Please gather every line of the material below that contains the string "Class" and copy each such line in full.

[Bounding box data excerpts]
"""

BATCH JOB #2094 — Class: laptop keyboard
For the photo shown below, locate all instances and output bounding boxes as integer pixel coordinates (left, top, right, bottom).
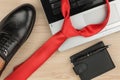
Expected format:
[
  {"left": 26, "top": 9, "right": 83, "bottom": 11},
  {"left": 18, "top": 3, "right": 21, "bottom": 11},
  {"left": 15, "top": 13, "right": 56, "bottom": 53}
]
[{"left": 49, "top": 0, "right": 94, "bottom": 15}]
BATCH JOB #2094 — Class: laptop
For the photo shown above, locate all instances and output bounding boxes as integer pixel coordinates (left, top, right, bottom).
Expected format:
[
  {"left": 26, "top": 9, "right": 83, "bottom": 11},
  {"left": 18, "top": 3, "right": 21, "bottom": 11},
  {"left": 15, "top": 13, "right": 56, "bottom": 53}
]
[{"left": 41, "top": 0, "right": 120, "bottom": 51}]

"""
"""

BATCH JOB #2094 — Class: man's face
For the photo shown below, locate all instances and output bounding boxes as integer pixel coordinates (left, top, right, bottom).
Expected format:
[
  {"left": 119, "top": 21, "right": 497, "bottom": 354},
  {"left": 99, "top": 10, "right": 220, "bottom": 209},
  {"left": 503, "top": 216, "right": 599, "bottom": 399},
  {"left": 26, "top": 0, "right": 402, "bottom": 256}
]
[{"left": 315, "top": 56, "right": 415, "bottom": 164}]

"""

### Response to the task
BATCH JOB #2094 — Class: laptop keyboard
BATCH JOB #2094 — Class: laptop
BATCH JOB #2094 — Class: man's face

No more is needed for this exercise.